(Consignes de l'exercice):
1. Indiquez si chacune des affirmations (a), (b) et (c) concorde avec l'article sur Xavier Canonne, en répondant par oui ou par non et en citant tels quels les mots décisifs de l'article. (a) Xavier Canonne dirige le Musée de la photographie à Charleroi. (b) La serveuse obtient une réponse à sa question sur le jour de congé. (c) La mère a donné naissance dans les bureaux du centre d'art.
2. Rédigez la suite de l'article sur Xavier Canonne en partant de sa dernière phrase.

(Texte choisi):
Xavier Canonne: le matou du carmel
Une personnalité dévoile ses oeuvres d’art préférées. Celles qui, à ses yeux, n’ont pas de prix. Elles révèlent aussi des pans inédits de son parcours, de son caractère et de son intimité. Cette semaine, Xavier Canonne, le directeur du Musée de la photographie, à Charleroi.
« Pardon patron, c’est vrai que si on prend un chat, on a droit à un jour de congé ? » La serveuse de la cafétéria du Musée de la photo fait rire Xavier Canonne. On n’aura pas la réponse. Mais toute la portée, comme la mère, qui a eu la bonne idée de venir donner naissance dans les bureaux du centre d’art, a été recasée par le maître des lieux.

(Données extraites):
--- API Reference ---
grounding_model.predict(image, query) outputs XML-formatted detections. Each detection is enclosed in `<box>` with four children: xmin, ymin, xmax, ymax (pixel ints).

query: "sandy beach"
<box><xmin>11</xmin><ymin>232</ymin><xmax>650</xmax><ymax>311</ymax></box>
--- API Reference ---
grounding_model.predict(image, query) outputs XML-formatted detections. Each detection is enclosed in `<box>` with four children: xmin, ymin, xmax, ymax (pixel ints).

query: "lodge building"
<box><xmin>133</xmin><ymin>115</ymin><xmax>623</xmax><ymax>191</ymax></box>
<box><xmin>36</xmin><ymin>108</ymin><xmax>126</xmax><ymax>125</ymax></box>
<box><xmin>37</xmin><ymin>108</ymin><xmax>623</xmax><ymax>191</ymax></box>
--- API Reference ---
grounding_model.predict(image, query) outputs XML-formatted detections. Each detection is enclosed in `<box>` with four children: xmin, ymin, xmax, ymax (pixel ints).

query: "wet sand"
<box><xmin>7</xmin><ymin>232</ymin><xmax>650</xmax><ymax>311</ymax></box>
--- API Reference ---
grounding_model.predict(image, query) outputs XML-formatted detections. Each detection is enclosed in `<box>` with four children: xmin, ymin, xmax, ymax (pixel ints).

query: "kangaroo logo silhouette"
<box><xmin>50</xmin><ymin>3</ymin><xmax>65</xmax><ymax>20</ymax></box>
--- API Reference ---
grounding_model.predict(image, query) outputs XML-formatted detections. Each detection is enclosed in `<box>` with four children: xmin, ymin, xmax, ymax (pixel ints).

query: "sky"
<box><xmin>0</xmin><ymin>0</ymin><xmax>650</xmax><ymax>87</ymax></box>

(Réponses par consigne):
1.
(a) Oui : « Xavier Canonne, le directeur du Musée de la photographie, à Charleroi ».
(b) Non : « On n’aura pas la réponse. »
(c) Oui : « qui a eu la bonne idée de venir donner naissance dans les bureaux du centre d’art ».

2.
Autour de nous, le parc et les anciens bâtiments du carmel, où des centaines de photographies, sages ou sulfureuses, ont désormais remplacé les discrètes religieuses. Et, au milieu, le boss. Parfois nostalgique, peut-être, du « tout se règle avec un coup de poing au fond du terrain », avec ses chemises et ses santiags, Xavier Canonne sort tout droit d’un décor américain. Si la raideur de sa démarche ne rappelait pas qu’il est souvent élégant, on demanderait bien à ses collaborateurs : « Elle est où, la Peggy du saloon ? » Caractère entier (même brûlé, un peu, sur les côtés), enfermé dans des villes trop petites pour lui, le directeur du plus grand musée de la photo d’Europe s’évade dans l’univers des surréalistes belges qui « le libèrent ».
« Insupportable » pour les uns, « admirable » pour les autres, Xavier Canonne est donc un personnage. Jeune, il se lance dans l’archéologie comme on embarque en mer et trimbale des groupes en Orient comme guide touristique pendant six ans. A son retour, il dirige pendant quatorze ans la collection d’art de la Province de Hainaut, avant de tenter le concours pour le poste de directeur du Musée de la photo. Job pour lequel, selon ses dires, il n’aurait pas osé postuler si on ne le lui avait pas demandé. C’était il y a quinze ans. Ce fut avec le succès que l’on connaît.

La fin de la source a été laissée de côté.